#### [Document section]

A guest host (or guest presenter in the United Kingdom) is a host, usually of a talk show, that hosts the program in lieu of the regular host if they fall ill, have another project or commitment, or are unable to host for some other reason.

Guest hosts may be seen as undesirable for a show's producer if they have to be used for an extended period of time, but if they do a well enough job, the guest host may often be able to parlay their run into their own talk show or other project.

History

The Tonight Show
This phrase was popularized on The Tonight Show during Johnny Carson's 30-year reign as host from 1962 to 1992. Toward the end of his tenure, Carson was granted more personal time off, and substitute hosts would be seen on the air more often.

#### [Recorded information]
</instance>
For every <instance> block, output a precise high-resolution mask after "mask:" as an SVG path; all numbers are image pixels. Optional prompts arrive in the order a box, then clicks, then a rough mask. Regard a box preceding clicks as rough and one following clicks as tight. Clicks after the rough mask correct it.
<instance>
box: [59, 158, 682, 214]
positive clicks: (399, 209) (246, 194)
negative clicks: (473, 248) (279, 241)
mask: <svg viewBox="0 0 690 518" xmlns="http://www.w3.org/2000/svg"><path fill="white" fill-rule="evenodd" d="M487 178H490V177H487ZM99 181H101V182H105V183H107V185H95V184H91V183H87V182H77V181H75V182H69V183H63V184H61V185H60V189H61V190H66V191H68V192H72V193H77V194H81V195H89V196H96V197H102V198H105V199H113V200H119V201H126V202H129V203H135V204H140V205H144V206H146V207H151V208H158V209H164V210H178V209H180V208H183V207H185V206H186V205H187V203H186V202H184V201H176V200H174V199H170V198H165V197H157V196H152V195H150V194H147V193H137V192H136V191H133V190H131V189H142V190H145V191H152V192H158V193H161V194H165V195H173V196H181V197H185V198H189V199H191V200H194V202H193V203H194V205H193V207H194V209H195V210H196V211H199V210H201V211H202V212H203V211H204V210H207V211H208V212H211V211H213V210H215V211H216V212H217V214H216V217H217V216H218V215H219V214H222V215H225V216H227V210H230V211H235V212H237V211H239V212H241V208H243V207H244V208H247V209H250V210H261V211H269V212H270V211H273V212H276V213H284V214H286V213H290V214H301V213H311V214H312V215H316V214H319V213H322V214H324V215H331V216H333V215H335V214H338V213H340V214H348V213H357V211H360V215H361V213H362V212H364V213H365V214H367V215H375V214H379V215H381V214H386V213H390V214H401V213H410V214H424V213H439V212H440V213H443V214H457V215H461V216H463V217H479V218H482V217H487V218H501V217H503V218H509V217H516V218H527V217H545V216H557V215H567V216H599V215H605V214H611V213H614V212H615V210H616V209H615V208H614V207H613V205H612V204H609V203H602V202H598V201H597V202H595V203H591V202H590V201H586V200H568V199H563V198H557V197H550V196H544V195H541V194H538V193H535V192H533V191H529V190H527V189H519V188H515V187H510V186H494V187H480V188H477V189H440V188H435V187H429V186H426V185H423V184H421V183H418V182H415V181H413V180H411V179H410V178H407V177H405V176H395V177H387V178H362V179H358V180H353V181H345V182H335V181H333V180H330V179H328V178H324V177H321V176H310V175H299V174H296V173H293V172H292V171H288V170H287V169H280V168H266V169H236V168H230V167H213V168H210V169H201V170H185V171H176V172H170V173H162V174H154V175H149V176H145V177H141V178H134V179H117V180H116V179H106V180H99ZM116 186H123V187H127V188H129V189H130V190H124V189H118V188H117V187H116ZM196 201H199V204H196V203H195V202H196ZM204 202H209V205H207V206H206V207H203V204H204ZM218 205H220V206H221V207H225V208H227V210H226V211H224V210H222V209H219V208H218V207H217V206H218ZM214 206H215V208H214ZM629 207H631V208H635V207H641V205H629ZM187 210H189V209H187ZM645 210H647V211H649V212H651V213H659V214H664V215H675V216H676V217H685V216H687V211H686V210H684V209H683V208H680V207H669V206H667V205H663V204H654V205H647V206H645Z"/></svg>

#### [Required work]
• a. Rewrite the passage on guest hosts from "Guest hosts may" up to and including "or other project.", replacing "producer" with "network".
• b. Continue the passage on guest hosts from its final sentence.

#### [Replies]
• a.
Guest hosts may be seen as undesirable for a show's network if they have to be used for an extended period of time, but if they do a well enough job, the guest host may often be able to parlay their run into their own talk show or other project.

• b.
Some guest hosts of The Tonight Show have gone on to host talk shows of their own. Jay Leno would eventually succeed Johnny Carson as Tonight Show host; David Letterman went on to host Late Night with David Letterman in the time slot following Carson; Joan Rivers went on to host The Late Show Starring Joan Rivers on Fox; early Carson guest host Joey Bishop went on to host The Joey Bishop Show on rival ABC, and David Brenner hosted the short-lived Nightlife in the late-1980s.  Richard Belzer hosted Hot Properties on the Lifetime network in the mid-1980s. Carson himself had earlier been a guest host on Tonight Starring Jack Paar.

The Late Show with David Letterman
The Late Show with David Letterman featured several weeks of guest hosts substituting for David Letterman throughout the 2000s while Letterman recovered from a quintuple bypass surgery and shingles.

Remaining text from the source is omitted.